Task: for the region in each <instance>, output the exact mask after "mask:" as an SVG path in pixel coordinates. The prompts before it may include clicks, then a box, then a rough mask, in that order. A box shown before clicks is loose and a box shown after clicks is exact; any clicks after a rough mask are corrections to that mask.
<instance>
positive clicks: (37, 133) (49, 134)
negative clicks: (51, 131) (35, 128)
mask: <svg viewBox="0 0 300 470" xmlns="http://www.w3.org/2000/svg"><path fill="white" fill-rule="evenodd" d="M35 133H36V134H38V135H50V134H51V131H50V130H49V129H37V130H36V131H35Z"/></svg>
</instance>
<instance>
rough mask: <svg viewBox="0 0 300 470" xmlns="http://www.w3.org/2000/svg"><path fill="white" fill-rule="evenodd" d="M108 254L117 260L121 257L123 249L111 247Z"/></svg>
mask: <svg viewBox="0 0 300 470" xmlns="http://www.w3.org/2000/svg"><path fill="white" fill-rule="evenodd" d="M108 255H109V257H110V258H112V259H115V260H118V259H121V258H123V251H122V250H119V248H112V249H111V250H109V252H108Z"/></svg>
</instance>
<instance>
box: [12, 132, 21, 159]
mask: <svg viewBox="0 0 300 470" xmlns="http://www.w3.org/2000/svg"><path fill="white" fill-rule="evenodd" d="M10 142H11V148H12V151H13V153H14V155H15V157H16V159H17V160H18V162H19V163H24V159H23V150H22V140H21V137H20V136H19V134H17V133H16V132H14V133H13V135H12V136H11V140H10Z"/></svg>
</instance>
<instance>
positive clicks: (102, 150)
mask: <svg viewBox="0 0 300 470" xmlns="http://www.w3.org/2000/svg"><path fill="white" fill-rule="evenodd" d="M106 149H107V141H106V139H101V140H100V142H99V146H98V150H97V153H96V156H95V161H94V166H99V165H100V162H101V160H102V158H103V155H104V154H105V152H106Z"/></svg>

# WORK REQUIRED:
Repeat the material above exactly, including every line.

# RESULT OF THE EXERCISE:
Task: for the region in each <instance>, output the exact mask after "mask:" as an SVG path in pixel coordinates. The prompts before it may include clicks, then a box, then a rough mask, in that order. A box shown before clicks is loose and a box shown after clicks is exact; any clicks after a rough mask are corrections to that mask.
<instance>
positive clicks: (37, 133) (49, 134)
negative clicks: (51, 131) (35, 128)
mask: <svg viewBox="0 0 300 470" xmlns="http://www.w3.org/2000/svg"><path fill="white" fill-rule="evenodd" d="M35 133H36V134H38V135H50V134H51V131H50V130H49V129H37V130H36V131H35Z"/></svg>
</instance>
<instance>
rough mask: <svg viewBox="0 0 300 470" xmlns="http://www.w3.org/2000/svg"><path fill="white" fill-rule="evenodd" d="M108 254L117 260L121 257L123 249L111 247Z"/></svg>
mask: <svg viewBox="0 0 300 470" xmlns="http://www.w3.org/2000/svg"><path fill="white" fill-rule="evenodd" d="M108 255H109V257H110V258H112V259H115V260H118V259H121V258H123V251H122V250H119V248H112V249H111V250H109V252H108Z"/></svg>
</instance>
<instance>
box: [12, 132, 21, 159]
mask: <svg viewBox="0 0 300 470" xmlns="http://www.w3.org/2000/svg"><path fill="white" fill-rule="evenodd" d="M10 142H11V148H12V151H13V153H14V155H15V157H16V159H17V160H18V162H19V163H24V159H23V150H22V140H21V137H20V136H19V134H17V133H16V132H14V133H13V135H12V136H11V140H10Z"/></svg>
</instance>
<instance>
positive clicks: (102, 150)
mask: <svg viewBox="0 0 300 470" xmlns="http://www.w3.org/2000/svg"><path fill="white" fill-rule="evenodd" d="M106 149H107V141H106V139H101V140H100V142H99V146H98V150H97V153H96V156H95V161H94V166H99V165H100V162H101V160H102V158H103V155H104V154H105V152H106Z"/></svg>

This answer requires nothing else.